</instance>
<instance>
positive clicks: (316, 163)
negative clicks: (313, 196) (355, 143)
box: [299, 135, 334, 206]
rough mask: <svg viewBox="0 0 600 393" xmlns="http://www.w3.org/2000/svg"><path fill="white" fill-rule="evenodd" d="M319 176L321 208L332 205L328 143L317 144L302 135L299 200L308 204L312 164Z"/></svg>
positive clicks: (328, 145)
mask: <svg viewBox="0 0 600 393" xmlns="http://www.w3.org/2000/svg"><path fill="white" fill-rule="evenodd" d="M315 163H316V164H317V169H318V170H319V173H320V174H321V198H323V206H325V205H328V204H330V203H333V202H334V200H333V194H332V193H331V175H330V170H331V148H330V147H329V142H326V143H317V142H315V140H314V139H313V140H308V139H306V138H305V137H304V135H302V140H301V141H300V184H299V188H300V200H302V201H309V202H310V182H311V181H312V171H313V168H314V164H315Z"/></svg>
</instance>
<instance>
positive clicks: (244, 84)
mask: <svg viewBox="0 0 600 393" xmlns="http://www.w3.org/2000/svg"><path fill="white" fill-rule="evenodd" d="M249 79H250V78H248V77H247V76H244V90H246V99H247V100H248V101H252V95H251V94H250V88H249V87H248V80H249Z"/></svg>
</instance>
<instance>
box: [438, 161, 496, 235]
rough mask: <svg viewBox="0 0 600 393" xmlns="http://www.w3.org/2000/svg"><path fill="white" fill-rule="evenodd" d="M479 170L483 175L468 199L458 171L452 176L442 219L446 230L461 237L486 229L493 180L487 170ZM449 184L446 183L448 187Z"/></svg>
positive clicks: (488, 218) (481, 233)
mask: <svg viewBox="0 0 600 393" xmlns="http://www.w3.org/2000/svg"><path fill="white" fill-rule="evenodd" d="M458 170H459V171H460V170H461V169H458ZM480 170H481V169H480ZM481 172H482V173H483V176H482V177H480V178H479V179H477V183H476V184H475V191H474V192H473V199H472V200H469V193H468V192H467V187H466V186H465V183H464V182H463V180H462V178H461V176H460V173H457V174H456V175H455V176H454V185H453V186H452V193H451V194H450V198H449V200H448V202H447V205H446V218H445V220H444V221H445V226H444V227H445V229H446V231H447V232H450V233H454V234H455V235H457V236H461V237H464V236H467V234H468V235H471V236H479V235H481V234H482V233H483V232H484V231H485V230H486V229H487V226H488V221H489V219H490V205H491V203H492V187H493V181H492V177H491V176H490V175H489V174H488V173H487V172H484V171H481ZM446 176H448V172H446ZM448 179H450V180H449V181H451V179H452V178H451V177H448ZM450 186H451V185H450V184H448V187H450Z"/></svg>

- **Try it**: Return exactly the run of lines that opens with the one containing "176L321 208L332 205L328" and closes with the last line of the records above.

- **Your solution**:
rough mask: <svg viewBox="0 0 600 393" xmlns="http://www.w3.org/2000/svg"><path fill="white" fill-rule="evenodd" d="M319 176L321 208L332 205L328 143L317 144L302 135L299 200L308 204L312 164Z"/></svg>
positive clicks: (328, 145)
mask: <svg viewBox="0 0 600 393" xmlns="http://www.w3.org/2000/svg"><path fill="white" fill-rule="evenodd" d="M315 163H316V164H317V169H318V170H319V173H320V174H321V198H323V206H325V205H328V204H330V203H333V202H334V200H333V194H332V193H331V175H330V170H331V148H330V147H329V142H326V143H317V142H315V140H314V139H313V140H308V139H306V138H305V137H304V135H302V140H301V141H300V184H299V188H300V200H302V201H309V202H310V182H311V181H312V171H313V168H314V164H315Z"/></svg>
</instance>
<instance>
positive clicks: (244, 84)
mask: <svg viewBox="0 0 600 393" xmlns="http://www.w3.org/2000/svg"><path fill="white" fill-rule="evenodd" d="M249 79H250V78H248V77H247V76H244V90H246V99H247V100H248V101H252V95H251V94H250V88H249V87H248V80H249Z"/></svg>
</instance>
<instance>
box: [438, 161, 496, 235]
rough mask: <svg viewBox="0 0 600 393" xmlns="http://www.w3.org/2000/svg"><path fill="white" fill-rule="evenodd" d="M479 170L483 175L468 199L458 171L452 176L442 219L446 230L461 237L486 229L493 180L487 170ZM449 184L446 183L448 187Z"/></svg>
positive clicks: (488, 218) (481, 233)
mask: <svg viewBox="0 0 600 393" xmlns="http://www.w3.org/2000/svg"><path fill="white" fill-rule="evenodd" d="M458 170H459V171H460V170H461V169H458ZM480 170H481V169H480ZM481 172H482V173H483V176H482V177H480V178H479V179H477V183H476V184H475V191H474V192H473V199H472V200H469V193H468V192H467V187H466V186H465V183H464V182H463V180H462V178H461V176H460V173H457V174H456V175H455V176H454V185H453V186H452V193H451V194H450V198H449V200H448V202H447V205H446V218H445V220H444V221H445V226H444V227H445V229H446V231H447V232H450V233H454V234H455V235H457V236H461V237H464V236H467V234H468V235H471V236H479V235H481V234H482V233H483V232H484V231H485V230H486V229H487V226H488V221H489V219H490V205H491V203H492V187H493V181H492V177H491V176H490V175H489V174H488V173H487V172H484V171H481ZM446 176H448V172H446ZM448 179H450V180H449V181H451V179H452V178H451V177H448ZM450 186H451V185H450V184H448V187H450Z"/></svg>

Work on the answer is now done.